Oftentimes my patients wonder why I adjust the hips for low back pain.  An orthopedic surgeon provides his editorial commentary in a journal called Arthroscopy, and tries to explain the connection from a surgical standpoint.  He says, “when the hip does not move, the spine labors double”.  Remember, the back bone connected to the hip bone! ~ Dr. Broussard

Arthroscopy
VOLUME 37, ISSUE 5, P1510-1511, MAY 01, 2021
Editorial Commentary
Juan Gómez-Hoyos, M.D.
DOI:https://doi.org/10.1016/j.arthro.2021.02.038

Abstract
When the hip does not move, the spine labors double. For example, limited hip extension results in lumbar spine hyperextension and an increase in spinal facet joint loading due to premature coupling. Patients who undergo hip surgery show significant improvement in concomitant lower back problems, and symptomatic low back pain resolves in approximately 80% of patients after total hip arthroplasty. When an impairment in hip range of motion (limitation or asymmetry) is identified, a logical relationship to lumbar pathology should be explored, and treatment options may include interventions that improve hip joint range of motion.

▸ **MATERIAL SHOWN**
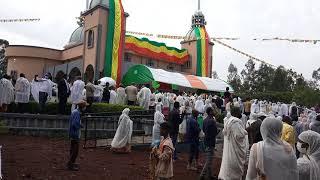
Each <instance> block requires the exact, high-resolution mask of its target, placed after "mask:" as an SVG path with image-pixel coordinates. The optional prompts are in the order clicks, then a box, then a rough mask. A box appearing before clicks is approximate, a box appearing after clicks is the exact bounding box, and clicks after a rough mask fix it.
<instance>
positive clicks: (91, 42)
mask: <svg viewBox="0 0 320 180" xmlns="http://www.w3.org/2000/svg"><path fill="white" fill-rule="evenodd" d="M93 46H94V32H93V30H89V32H88V41H87V47H88V48H93Z"/></svg>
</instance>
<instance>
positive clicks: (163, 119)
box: [151, 105, 164, 146]
mask: <svg viewBox="0 0 320 180" xmlns="http://www.w3.org/2000/svg"><path fill="white" fill-rule="evenodd" d="M163 122H164V115H163V114H162V112H161V105H157V106H156V112H155V113H154V124H153V129H152V144H151V146H156V145H159V144H160V140H161V136H160V124H162V123H163Z"/></svg>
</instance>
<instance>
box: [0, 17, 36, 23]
mask: <svg viewBox="0 0 320 180" xmlns="http://www.w3.org/2000/svg"><path fill="white" fill-rule="evenodd" d="M32 21H40V18H36V19H35V18H33V19H32V18H31V19H0V22H1V23H7V22H9V23H10V22H32Z"/></svg>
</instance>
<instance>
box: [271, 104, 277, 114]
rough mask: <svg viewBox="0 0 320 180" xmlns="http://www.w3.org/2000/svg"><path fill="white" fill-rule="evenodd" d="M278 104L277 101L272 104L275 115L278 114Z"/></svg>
mask: <svg viewBox="0 0 320 180" xmlns="http://www.w3.org/2000/svg"><path fill="white" fill-rule="evenodd" d="M278 108H279V107H278V105H277V104H276V103H272V106H271V109H272V113H273V114H274V115H277V114H278Z"/></svg>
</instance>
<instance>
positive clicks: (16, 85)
mask: <svg viewBox="0 0 320 180" xmlns="http://www.w3.org/2000/svg"><path fill="white" fill-rule="evenodd" d="M30 89H31V84H30V82H29V81H28V79H26V78H25V76H24V74H20V77H19V78H18V79H17V82H16V85H15V90H16V100H15V101H16V103H18V112H19V113H25V111H26V110H25V105H26V104H27V103H29V98H30Z"/></svg>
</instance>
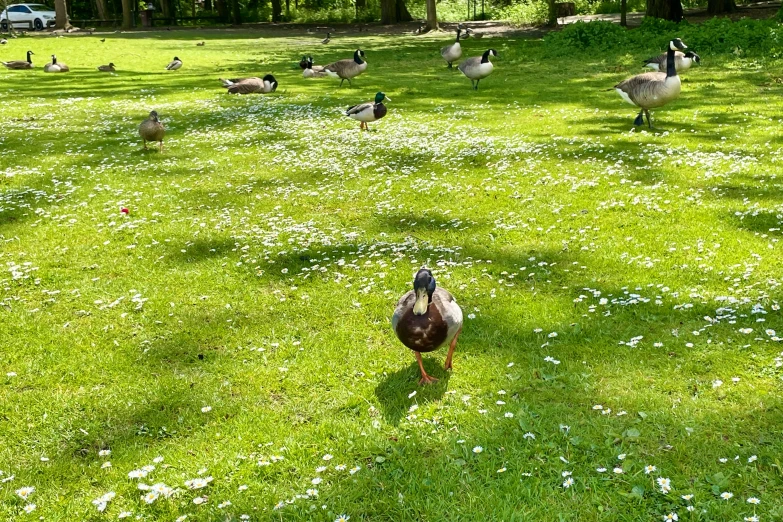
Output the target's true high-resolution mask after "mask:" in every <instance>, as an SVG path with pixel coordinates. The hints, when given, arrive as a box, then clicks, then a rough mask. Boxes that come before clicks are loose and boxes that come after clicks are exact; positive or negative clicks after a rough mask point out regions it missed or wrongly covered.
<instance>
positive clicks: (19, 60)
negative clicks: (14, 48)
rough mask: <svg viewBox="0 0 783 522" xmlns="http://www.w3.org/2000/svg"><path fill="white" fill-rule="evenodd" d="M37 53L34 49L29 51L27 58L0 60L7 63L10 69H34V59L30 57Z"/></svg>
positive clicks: (3, 64) (5, 62)
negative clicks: (24, 59) (33, 49)
mask: <svg viewBox="0 0 783 522" xmlns="http://www.w3.org/2000/svg"><path fill="white" fill-rule="evenodd" d="M34 54H35V53H34V52H32V51H27V60H14V61H12V62H0V63H2V64H3V65H5V66H6V67H7V68H9V69H32V68H33V59H32V58H30V57H31V56H32V55H34Z"/></svg>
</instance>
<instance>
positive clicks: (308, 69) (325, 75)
mask: <svg viewBox="0 0 783 522" xmlns="http://www.w3.org/2000/svg"><path fill="white" fill-rule="evenodd" d="M302 76H303V77H305V78H323V77H324V76H326V73H325V72H324V66H323V65H313V57H312V56H308V57H307V61H306V63H305V70H304V71H302Z"/></svg>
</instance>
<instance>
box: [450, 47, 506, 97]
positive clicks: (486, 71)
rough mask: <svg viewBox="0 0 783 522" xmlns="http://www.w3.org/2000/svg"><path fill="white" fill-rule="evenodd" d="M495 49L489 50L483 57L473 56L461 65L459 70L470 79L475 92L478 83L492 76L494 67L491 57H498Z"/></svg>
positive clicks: (459, 66) (470, 81)
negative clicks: (490, 74) (487, 77)
mask: <svg viewBox="0 0 783 522" xmlns="http://www.w3.org/2000/svg"><path fill="white" fill-rule="evenodd" d="M497 55H498V52H497V51H496V50H494V49H487V50H486V51H484V54H482V55H481V56H473V57H471V58H468V59H467V60H465V61H464V62H462V63H461V64H459V70H460V71H461V72H462V74H464V75H465V76H467V77H468V78H469V79H470V84H471V85H473V89H474V90H476V91H477V90H478V82H480V81H481V80H483V79H484V78H486V77H487V76H489V75H490V74H492V69H493V68H494V66H493V65H492V62H490V61H489V57H490V56H497Z"/></svg>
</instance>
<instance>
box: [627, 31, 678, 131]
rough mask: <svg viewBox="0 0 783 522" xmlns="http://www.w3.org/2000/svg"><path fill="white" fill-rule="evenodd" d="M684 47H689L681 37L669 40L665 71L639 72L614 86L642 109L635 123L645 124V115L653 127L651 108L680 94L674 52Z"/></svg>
mask: <svg viewBox="0 0 783 522" xmlns="http://www.w3.org/2000/svg"><path fill="white" fill-rule="evenodd" d="M683 49H687V47H686V45H685V44H684V43H682V40H680V39H679V38H675V39H674V40H672V41H671V42H669V50H668V51H667V52H666V72H665V73H662V72H649V73H644V74H637V75H636V76H632V77H631V78H628V79H627V80H625V81H622V82H620V83H618V84H617V85H615V86H614V89H615V90H616V91H617V93H618V94H619V95H620V97H622V99H623V100H625V101H627V102H628V103H630V104H631V105H636V106H637V107H639V108H640V109H641V110H640V111H639V115H638V116H637V117H636V119H635V120H634V121H633V124H634V125H643V124H644V118H643V116H647V125H648V126H649V127H650V128H652V122H651V121H650V109H655V108H657V107H663V106H664V105H666V104H667V103H669V102H671V101H674V100H676V99H677V97H678V96H679V95H680V77H679V76H677V68H676V66H675V60H674V53H675V52H676V51H677V50H683Z"/></svg>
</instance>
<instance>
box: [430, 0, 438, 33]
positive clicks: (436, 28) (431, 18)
mask: <svg viewBox="0 0 783 522" xmlns="http://www.w3.org/2000/svg"><path fill="white" fill-rule="evenodd" d="M427 29H429V30H430V31H437V30H438V13H437V12H436V11H435V0H427Z"/></svg>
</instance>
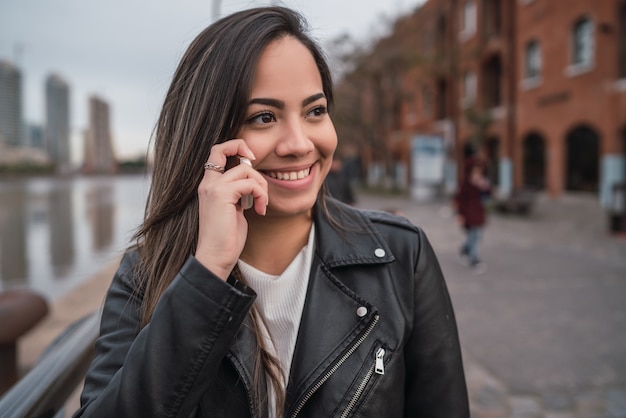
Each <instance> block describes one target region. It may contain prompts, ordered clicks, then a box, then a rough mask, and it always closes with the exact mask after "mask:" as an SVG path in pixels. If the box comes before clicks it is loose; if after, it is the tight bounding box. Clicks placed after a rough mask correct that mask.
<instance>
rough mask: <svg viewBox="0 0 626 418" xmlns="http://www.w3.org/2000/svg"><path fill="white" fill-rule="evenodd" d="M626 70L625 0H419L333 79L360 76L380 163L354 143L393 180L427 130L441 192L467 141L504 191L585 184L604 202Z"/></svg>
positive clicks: (452, 182) (623, 171) (365, 147)
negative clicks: (435, 147)
mask: <svg viewBox="0 0 626 418" xmlns="http://www.w3.org/2000/svg"><path fill="white" fill-rule="evenodd" d="M625 67H626V0H568V1H566V2H565V1H555V0H428V1H426V2H425V3H424V4H423V5H422V6H421V7H419V8H418V9H416V10H415V12H414V13H412V14H411V15H408V16H404V17H402V18H401V19H399V20H398V21H397V22H396V23H395V26H394V28H393V30H392V31H391V33H390V35H389V36H387V37H386V38H384V39H382V40H380V41H379V42H378V44H377V45H376V46H375V47H374V48H373V49H372V51H371V53H370V54H369V55H368V56H367V57H365V58H364V59H363V60H362V61H361V63H360V65H359V66H357V68H356V70H355V71H353V72H352V73H351V74H349V75H348V76H347V77H346V78H345V79H344V81H343V83H341V84H346V83H357V85H358V87H355V86H353V88H352V92H353V94H358V95H359V97H360V98H361V99H362V100H361V102H362V104H361V106H364V104H365V106H366V107H368V108H369V111H368V109H361V110H360V113H362V114H363V115H365V118H368V117H369V119H368V120H366V121H365V123H364V126H367V127H369V128H371V131H372V132H374V134H373V135H374V136H377V137H380V138H383V142H384V143H385V145H386V148H387V150H388V157H387V160H388V161H380V159H381V155H383V154H384V153H380V152H371V144H367V143H366V144H361V146H360V149H361V150H362V151H361V153H362V155H364V158H363V159H364V163H365V164H366V165H368V164H374V165H384V166H385V167H386V171H387V174H388V176H389V177H391V178H392V181H393V182H395V183H396V184H399V185H400V186H402V185H403V184H407V183H409V184H410V183H411V181H412V180H413V179H412V177H411V176H412V175H411V173H412V172H416V171H417V170H416V167H415V165H416V164H415V161H416V160H415V158H414V155H413V153H414V147H413V145H414V143H415V141H417V140H419V139H420V138H428V137H431V138H438V140H439V141H441V143H442V147H441V148H442V149H443V150H444V157H445V161H444V164H443V165H442V167H443V171H444V174H443V176H442V177H441V184H440V186H441V189H442V190H444V191H445V189H454V187H455V184H454V183H455V181H456V178H457V177H458V174H456V173H457V171H458V170H457V168H456V167H458V166H459V165H460V163H461V161H462V155H461V149H462V145H463V144H464V143H466V142H474V143H475V144H477V145H478V146H479V148H480V149H481V150H482V151H483V153H484V154H485V156H486V157H487V158H488V160H489V162H490V170H489V173H490V177H491V179H492V181H493V183H494V184H495V185H496V186H497V190H498V193H500V194H501V195H502V196H508V195H510V194H511V193H512V192H514V191H515V190H519V189H522V188H525V187H529V188H538V189H544V190H546V191H548V192H549V193H550V194H551V195H553V196H558V195H559V194H560V193H562V192H563V191H566V190H573V191H576V190H583V191H592V192H598V193H599V197H600V200H601V202H602V203H603V204H605V205H606V204H608V202H609V200H610V189H611V187H612V185H613V184H615V183H618V182H623V181H625V180H626V163H625V155H624V154H625V148H626V69H625ZM341 84H340V86H341ZM342 89H343V90H342V91H340V92H339V93H338V95H337V96H338V99H340V98H341V95H342V94H345V93H346V87H345V86H343V87H342ZM348 90H349V89H348ZM354 92H357V93H354ZM354 102H355V101H354V100H352V103H354ZM353 110H354V109H353ZM368 115H369V116H368ZM352 122H353V123H354V121H352ZM339 125H340V126H339V127H338V131H339V133H340V138H342V139H343V138H344V135H342V126H341V123H339ZM347 136H348V138H349V135H347ZM348 142H350V139H349V140H348ZM368 150H369V151H368Z"/></svg>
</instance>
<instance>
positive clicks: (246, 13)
mask: <svg viewBox="0 0 626 418" xmlns="http://www.w3.org/2000/svg"><path fill="white" fill-rule="evenodd" d="M307 30H308V29H307V25H306V22H305V20H304V19H303V17H302V16H301V15H299V14H298V13H296V12H294V11H292V10H290V9H288V8H284V7H261V8H253V9H248V10H244V11H241V12H237V13H234V14H232V15H229V16H227V17H224V18H222V19H220V20H218V21H217V22H215V23H214V24H212V25H210V26H209V27H207V28H206V29H205V30H204V31H202V32H201V33H200V34H199V35H198V36H197V37H196V38H195V39H194V40H193V41H192V43H191V44H190V46H189V47H188V49H187V51H186V52H185V54H184V56H183V58H182V60H181V62H180V64H179V65H178V68H177V69H176V72H175V73H174V77H173V80H172V83H171V85H170V87H169V89H168V91H167V94H166V97H165V101H164V103H163V108H162V110H161V113H160V116H159V119H158V122H157V125H156V127H155V135H154V137H153V140H154V166H153V167H154V168H153V173H152V181H151V186H150V191H149V194H148V200H147V204H146V210H145V217H144V221H143V224H142V225H141V226H140V227H139V228H138V230H137V232H136V234H135V236H134V240H135V241H136V245H137V248H138V250H139V253H140V255H141V261H140V263H139V265H138V266H137V272H136V273H137V274H136V277H137V279H138V280H137V283H136V285H137V292H139V293H142V294H143V302H142V312H141V317H142V326H145V325H146V324H148V323H149V321H150V319H151V317H152V314H153V312H154V309H155V307H156V305H157V302H158V300H159V298H160V297H161V295H162V294H163V292H164V291H165V289H166V288H167V287H168V286H169V284H170V283H171V282H172V280H173V279H174V277H175V276H176V274H177V272H178V271H179V270H180V268H181V267H182V265H183V263H184V262H185V260H186V259H187V257H188V256H189V254H193V253H194V251H195V248H196V244H197V241H198V216H199V215H198V197H197V189H198V185H199V184H200V181H201V179H202V176H203V170H202V166H203V164H204V162H205V161H206V159H207V158H208V155H209V153H210V151H211V147H212V146H213V145H215V144H217V143H221V142H224V141H226V140H229V139H232V138H234V137H235V135H236V134H237V132H238V131H239V129H240V127H241V126H242V124H243V122H244V120H245V112H246V110H247V105H248V101H249V97H250V94H251V89H252V83H253V80H254V71H255V69H256V67H257V63H258V61H259V57H260V55H261V53H262V52H263V51H264V49H265V47H266V46H267V45H268V44H270V43H271V42H272V41H275V40H277V39H279V38H282V37H285V36H292V37H294V38H296V39H298V40H299V41H300V42H302V44H303V45H305V46H306V47H307V48H308V50H309V51H310V52H311V54H312V55H313V57H314V59H315V62H316V63H317V68H318V70H319V72H320V75H321V78H322V87H323V90H324V94H325V95H326V98H327V100H328V104H329V107H330V105H332V101H333V94H332V80H331V74H330V70H329V68H328V65H327V63H326V60H325V58H324V56H323V54H322V52H321V50H320V48H319V47H318V45H317V44H316V42H315V41H314V40H313V39H312V38H311V37H310V36H309V35H308V34H307ZM320 196H322V195H321V194H320ZM320 198H321V197H320ZM255 312H256V311H254V309H253V312H252V315H253V318H252V319H253V321H252V323H253V324H257V325H255V328H257V329H255V332H256V333H257V337H258V336H259V329H258V323H259V320H261V321H262V318H260V315H258V313H255ZM255 315H256V316H258V317H256V316H255ZM257 340H259V341H261V340H262V339H261V338H257ZM258 359H259V361H258V362H257V364H262V365H263V366H264V368H265V370H264V371H265V372H267V373H268V375H269V376H270V378H271V380H272V384H274V387H275V389H277V390H275V393H277V394H278V397H277V406H278V407H279V408H282V405H283V403H284V389H280V382H281V380H282V379H281V377H280V376H281V374H280V370H279V368H278V367H277V364H278V363H277V362H276V360H275V359H273V358H272V357H271V356H269V355H268V353H267V351H266V350H265V347H263V345H262V344H261V345H260V349H259V353H258ZM261 372H262V371H261ZM260 381H261V379H257V382H260ZM257 393H260V391H257ZM258 401H259V402H260V400H258Z"/></svg>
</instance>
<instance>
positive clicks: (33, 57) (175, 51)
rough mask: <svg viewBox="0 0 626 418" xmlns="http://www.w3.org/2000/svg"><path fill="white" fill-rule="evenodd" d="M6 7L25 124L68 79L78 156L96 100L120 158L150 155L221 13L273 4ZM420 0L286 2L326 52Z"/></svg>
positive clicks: (10, 50) (20, 4)
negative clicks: (49, 90) (177, 95)
mask: <svg viewBox="0 0 626 418" xmlns="http://www.w3.org/2000/svg"><path fill="white" fill-rule="evenodd" d="M216 1H217V0H204V1H202V0H178V1H174V0H169V1H168V0H105V1H85V0H55V1H49V0H0V59H8V60H10V61H13V62H14V63H16V64H17V66H18V67H19V68H20V69H21V71H22V83H23V89H24V109H23V111H24V118H25V120H26V121H27V122H28V123H40V124H42V123H43V122H44V116H43V115H44V104H43V103H44V80H45V78H46V76H47V75H48V74H50V73H52V72H54V73H57V74H59V75H61V76H62V77H63V78H64V79H65V80H66V81H67V82H68V83H69V85H70V89H71V99H70V100H71V112H72V115H71V121H70V123H71V127H72V151H73V152H72V153H73V155H74V158H75V159H80V156H82V152H83V151H82V131H83V130H84V129H85V127H86V125H87V101H88V97H89V96H90V95H91V94H96V95H98V96H100V97H102V98H103V99H105V100H106V101H107V102H108V103H109V105H110V107H111V108H110V110H111V129H112V134H113V142H114V144H113V146H114V149H115V152H116V154H117V155H118V156H119V157H121V158H128V157H133V156H138V155H144V154H145V152H146V149H147V146H148V141H149V138H150V134H151V132H152V128H153V126H154V123H155V122H156V118H157V116H158V111H159V108H160V106H161V102H162V100H163V96H164V94H165V91H166V89H167V86H168V84H169V82H170V79H171V76H172V73H173V71H174V69H175V67H176V65H177V64H178V60H179V59H180V57H181V56H182V54H183V52H184V50H185V48H186V47H187V45H188V44H189V43H190V42H191V40H192V39H193V38H194V37H195V36H196V35H197V34H198V33H199V32H200V31H201V30H202V29H203V28H204V27H205V26H207V25H208V24H210V23H211V21H212V20H213V17H214V16H213V12H214V5H215V4H221V7H220V13H219V15H220V16H223V15H225V14H228V13H231V12H234V11H236V10H240V9H245V8H249V7H253V6H261V5H268V4H270V3H272V2H271V1H252V0H221V1H219V2H218V3H215V2H216ZM422 2H423V0H315V1H310V0H309V1H304V0H285V1H282V2H277V1H274V3H279V4H283V5H286V6H289V7H292V8H294V9H296V10H298V11H300V12H301V13H302V14H303V15H304V16H305V17H306V18H307V19H308V21H309V24H310V26H311V29H312V34H313V36H314V37H316V38H317V39H318V41H320V42H321V43H322V45H324V43H325V42H327V41H328V40H329V39H333V38H335V37H337V36H338V35H340V34H343V33H348V34H350V35H351V36H352V37H354V38H356V39H359V40H366V39H369V38H371V37H372V35H376V34H378V33H381V32H382V31H384V29H385V28H386V27H387V26H386V23H385V22H386V21H387V22H388V21H390V20H392V19H393V18H395V17H396V16H398V15H399V14H402V13H407V12H410V11H412V10H414V9H415V7H417V5H419V4H421V3H422Z"/></svg>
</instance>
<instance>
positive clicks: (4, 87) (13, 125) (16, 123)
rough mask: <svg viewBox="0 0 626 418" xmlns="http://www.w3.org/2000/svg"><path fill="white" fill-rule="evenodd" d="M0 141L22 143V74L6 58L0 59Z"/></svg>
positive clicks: (5, 142) (16, 68)
mask: <svg viewBox="0 0 626 418" xmlns="http://www.w3.org/2000/svg"><path fill="white" fill-rule="evenodd" d="M0 143H2V144H4V145H8V146H13V147H17V146H20V145H21V144H22V75H21V73H20V71H19V69H18V68H17V67H15V66H14V65H13V64H12V63H11V62H9V61H6V60H0Z"/></svg>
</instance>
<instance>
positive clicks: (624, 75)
mask: <svg viewBox="0 0 626 418" xmlns="http://www.w3.org/2000/svg"><path fill="white" fill-rule="evenodd" d="M617 28H618V29H617V33H618V35H619V36H618V37H617V42H618V45H617V48H618V64H617V65H618V67H617V73H618V77H619V78H626V2H622V4H621V5H620V6H619V11H618V24H617Z"/></svg>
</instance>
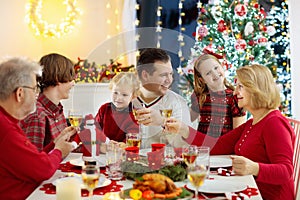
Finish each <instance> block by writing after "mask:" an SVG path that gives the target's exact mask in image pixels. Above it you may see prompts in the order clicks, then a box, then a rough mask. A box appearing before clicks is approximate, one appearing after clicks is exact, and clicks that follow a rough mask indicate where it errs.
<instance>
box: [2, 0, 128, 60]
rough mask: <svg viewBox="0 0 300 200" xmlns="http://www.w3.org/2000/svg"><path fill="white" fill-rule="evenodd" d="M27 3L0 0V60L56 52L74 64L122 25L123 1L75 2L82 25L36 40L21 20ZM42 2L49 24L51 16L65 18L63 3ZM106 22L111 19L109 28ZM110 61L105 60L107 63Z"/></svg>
mask: <svg viewBox="0 0 300 200" xmlns="http://www.w3.org/2000/svg"><path fill="white" fill-rule="evenodd" d="M28 2H29V0H0V27H1V31H0V44H1V48H0V57H2V56H5V55H13V56H18V55H24V56H28V57H30V58H32V59H35V60H39V58H40V57H41V56H43V55H45V54H48V53H51V52H57V53H61V54H63V55H65V56H67V57H69V58H70V59H71V60H73V61H77V57H81V58H86V56H88V54H89V52H90V51H92V50H93V49H94V48H95V47H96V46H97V45H98V44H99V43H101V42H103V41H104V40H106V39H107V36H108V35H111V36H112V35H115V34H117V33H118V31H117V29H116V27H115V25H116V24H118V23H121V19H120V17H121V15H122V4H123V0H77V5H78V7H79V8H80V9H81V10H82V11H83V14H82V15H81V16H79V19H80V21H81V24H80V25H78V26H77V27H76V29H75V30H74V31H73V33H71V34H69V35H66V36H63V37H61V38H60V39H55V38H43V37H38V36H35V35H34V32H33V31H32V30H31V29H30V28H29V26H28V25H27V24H26V23H25V20H24V19H25V13H26V12H25V5H26V3H28ZM42 2H43V3H44V5H45V6H43V7H42V12H43V16H42V17H44V18H43V19H45V20H47V22H49V23H51V17H52V16H53V17H55V19H61V18H64V17H65V13H64V12H65V5H63V4H62V2H63V1H62V0H44V1H42ZM108 2H110V5H111V8H110V9H107V8H106V4H107V3H108ZM46 5H48V7H47V6H46ZM116 8H118V10H119V14H118V15H116V14H115V12H114V11H115V9H116ZM51 10H55V11H54V12H53V13H52V14H51V13H48V12H49V11H51ZM57 16H59V17H57ZM108 19H110V20H111V25H108V24H107V20H108ZM56 23H59V22H56ZM56 23H55V24H56ZM109 59H110V58H107V63H109ZM100 64H103V63H100Z"/></svg>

▸ **WORK ORDER A**
According to the hip and low back pain article, in about what share of patients does symptomatic low back pain resolve after total hip arthroplasty?
▸ **WORK ORDER B**
Please return everything in the hip and low back pain article from "Oftentimes my patients" down to "Juan Gómez-Hoyos, M.D.", copied word for word.

▸ **ANSWER SPACE A**
Approximately 80% of patients.

▸ **ANSWER SPACE B**
Oftentimes my patients wonder why I adjust the hips for low back pain.  An orthopedic surgeon provides his editorial commentary in a journal called Arthroscopy, and tries to explain the connection from a surgical standpoint.  He says, “when the hip does not move, the spine labors double”.  Remember, the back bone connected to the hip bone! ~ Dr. Broussard

Arthroscopy
VOLUME 37, ISSUE 5, P1510-1511, MAY 01, 2021
Editorial Commentary
Juan Gómez-Hoyos, M.D.